··· Text to read
20 September 2010
INOU addresses Sinn Féin Oireachtas team
THE Irish National Organisation of the Unemployed today addressed the Sinn Féin Oireachtas team's think-in ahead of the Dáil's and Seanad's return next week. INOU Policy Director Bríd O'Brien heard Sinn Féin TD Aengus Ó Snodaigh repeat the party's call for the return of the Christmas Bonus social welfare payment.
Speaking during the course of his introduction Deputy Ó Snodaigh announced that Sinn Féin will once again call for the restoration of the Christmas Bonus Social Welfare payment in its pre-budget submission which will be published in the coming months.
Aengus Ó Snodaigh said:
Sinn Féin is campaigning to provide jobs for the unemployed. In stark contrast to the Government, Sinn Féin has a job-creation strategy. In 2009, we published our three-year plan, ‘Getting Ireland Back to Work’, which sought to save the one thousand jobs per day that were being lost.
Earlier this year, together with Ógra Shinn Féin, we published ‘Solutions to Youth Unemployment’, which created over 40,000 jobs for the young unemployed along with thousands more opportunities for education and training.
And last week we published ‘Let’s Get Dublin Working’, which includes proposals to save and create almost 100,000 jobs in Dublin in 2011.
······
··· Stored rows
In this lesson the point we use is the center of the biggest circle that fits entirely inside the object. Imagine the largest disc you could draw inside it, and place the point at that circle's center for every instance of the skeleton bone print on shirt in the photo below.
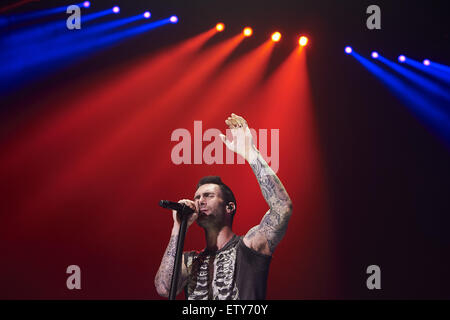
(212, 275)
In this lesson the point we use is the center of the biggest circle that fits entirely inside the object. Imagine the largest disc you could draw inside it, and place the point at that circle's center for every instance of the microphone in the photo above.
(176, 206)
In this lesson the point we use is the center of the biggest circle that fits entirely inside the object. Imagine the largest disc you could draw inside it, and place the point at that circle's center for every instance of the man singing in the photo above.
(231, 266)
······
··· Stored rows
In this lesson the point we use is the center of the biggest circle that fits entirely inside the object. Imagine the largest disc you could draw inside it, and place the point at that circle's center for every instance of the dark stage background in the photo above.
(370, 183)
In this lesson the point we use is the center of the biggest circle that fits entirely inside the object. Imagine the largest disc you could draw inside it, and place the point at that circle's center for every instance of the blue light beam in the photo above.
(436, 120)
······
- Task set:
(1) In the news item about the INOU addressing the Sinn Féin Oireachtas team, who is named as the INOU's Policy Director?
(2) Write the next few sentences of the news item about the INOU addressing the Sinn Féin Oireachtas team.

- Task-by-task results:
(1) Bríd O'Brien

(2)
Sinn Féin is also advocating that social welfare for the unemployed be increased in the form of the return on the Christmas bonus. We have identified the necessary revenue for this and it will be detailed in our pre-Budget submission.
Sinn Féin rejects the Government’s approach to economic recovery. Rather we see increased funding for the welfare state as an integral part of our approach to economic recovery. Social welfare recipients spend their income and as such this form of public spending acts as a much needed stimulus for the real economy and involves a significant employment kick-back.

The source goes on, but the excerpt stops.